## EXTRACT TO READ:
The firmware load currently has a set of hardware drivers for the radio, screen, and other parts of the phone. The GSM layer 1 code runs with no underlying operating system - there really is no need for one. It is a relatively simple set of event-driven routines. The OsmocomBB develpers have created a custom protocol, called l1ctl, for talking with the layer 1 code. Layers 2 and 3 run on the host computer, using l1ctl to talk to the phone; they handle tasks like cell selection, SIM card emulation, and various "applications" like making calls.

The actual phones used come from the Motorola C1xx family, with the C123 and C155 models preferred for development and testing. One nice feature of these phones is that they contain the same GSM modem as the OpenMoko handset; that made life a lot easier. These phones also have a headset jack which can, under software control, be turned into an RS-232 port; this jack is how software is loaded onto the phone.

At this point, the hardware drivers for this phone are complete; the layer 1-3 implementations are also "quite complete." The OsmocomBB stack is now able to make voice calls, working with normal cellular operators. The user interface is not meant for wider use - tasks like cellular registration and dialing are command-line applications - but it all works. The code is also nicely integrated with wireshark; there are dissectors for the protocols in the wireshark mainline now.

Things which are not working include reading SIM cards, automatic power control (the phone always operates with fixed transmit power), and data transmission with GPRS. Getting GPRS working is evidently a lot of work, and there does not seem to be anybody interested in doing it, so Harald thinks there is "not much of a future" for GPRS support. Also not supported is 3G, which is quite different from GSM and which will not be happening anytime soon. There is also, naturally enough, no official approval for the stack as a whole. Even so, it's a capable system at this point; it is, Harald says, "an Ethernet card for GSM." With OsmocomBB, developers who want to build something on top of GSM have a platform they can work with.

The developers have already discovered a few "wild things" which can be done. It turns out, for example, that there is no authentication of deregistration messages. So it is possible to kick any other phone off the cellular network. There are some basic fuzzing tools available for those who would like to stress the protocols; their usefulness is limited, though, by the fact that the developers can't get any feedback from the cellular carriers.

The GSM industry, Harald says, is making security analysis difficult. So it should not be surprising that the security of existing GSM stacks is quite low. Things are going to have to change in the future; Harald hopes that OsmocomBB will help to drive that change. It is, however, up to the security community to make use of the tools which have been created for them. He hopes that community will step up to the challenge. At this point, TCP/IP security is a boring area; GSM security is where the interesting action is going to be.

(Log in to post comments)

GSM security testing: where the action is

Posted Sep 27, 2010 6:10 UTC (Mon) by dambacher (subscriber, #1710) [Link]

Well, if Haralt Welte succeeds to show big security problems, maybe this can be earlier than you hope.

GSM security testing: where the action is

Posted Sep 27, 2010 6:13 UTC (Mon) by rahvin (subscriber, #16953) [Link]

GSM will be around for decades in poor countries. Harold has said his goal is to open this whole thing up and bring the technology for little to no cost to the worlds poor. It's a very noble goal and if he's successful he could bring telecommunications to the worlds poor many years before they would otherwise receive it. By opening this close world up he can also reduce the costs so significantly that the poorest could afford it.

## SOURCE MATERIAL:
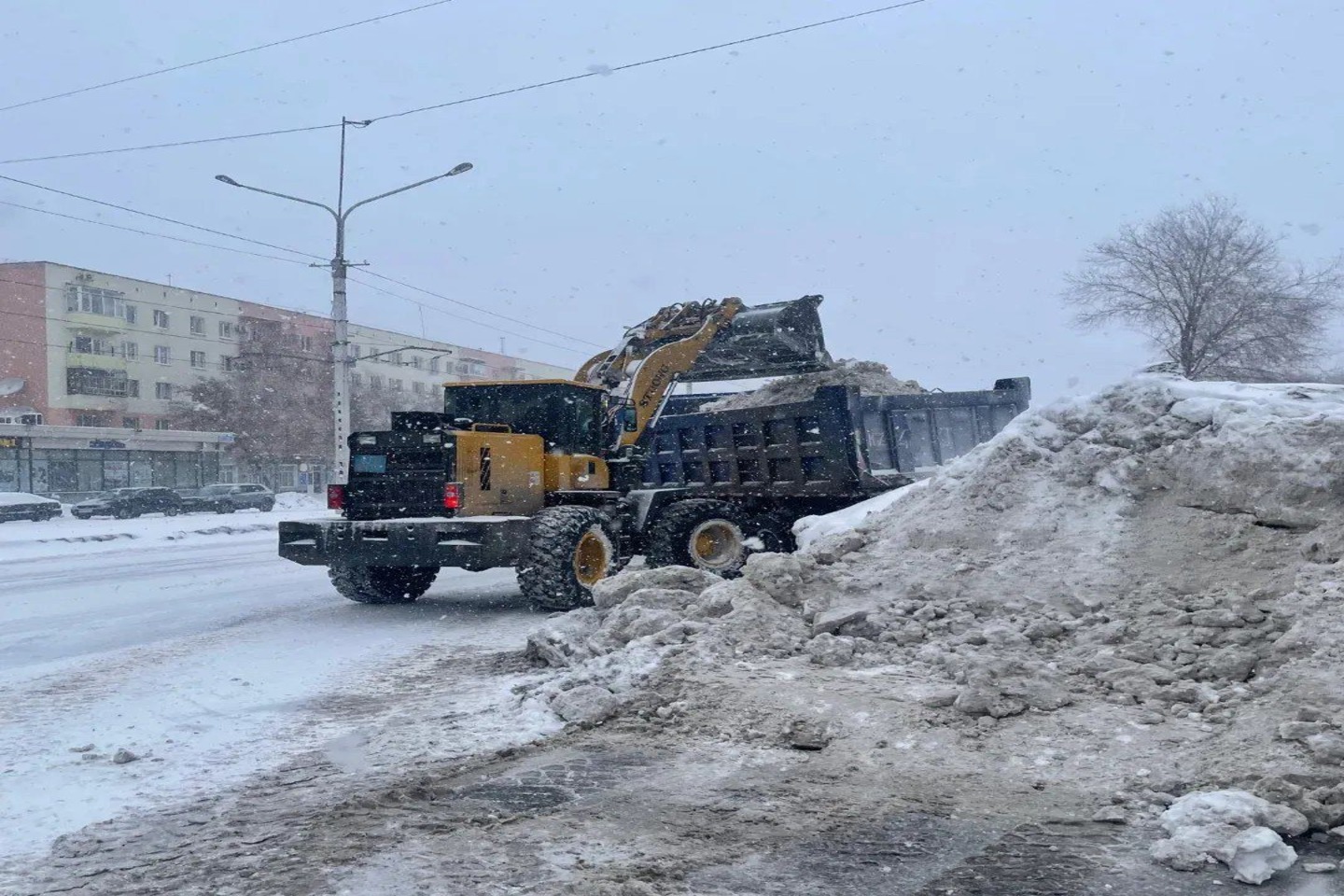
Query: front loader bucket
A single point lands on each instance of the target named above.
(766, 340)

## WHAT TO WORK ON:
a) Reproduce the passage of the OsmocomBB text from "The actual phones" up to and including "onto the phone.".
b) In the OsmocomBB text, what part of the phone can be turned into an RS-232 port under software control?
The material here has no connection to the OsmocomBB text.

## ANSWERS TO THE TASKS:
a)
The actual phones used come from the Motorola C1xx family, with the C123 and C155 models preferred for development and testing. One nice feature of these phones is that they contain the same GSM modem as the OpenMoko handset; that made life a lot easier. These phones also have a headset jack which can, under software control, be turned into an RS-232 port; this jack is how software is loaded onto the phone.

b) The headset jack.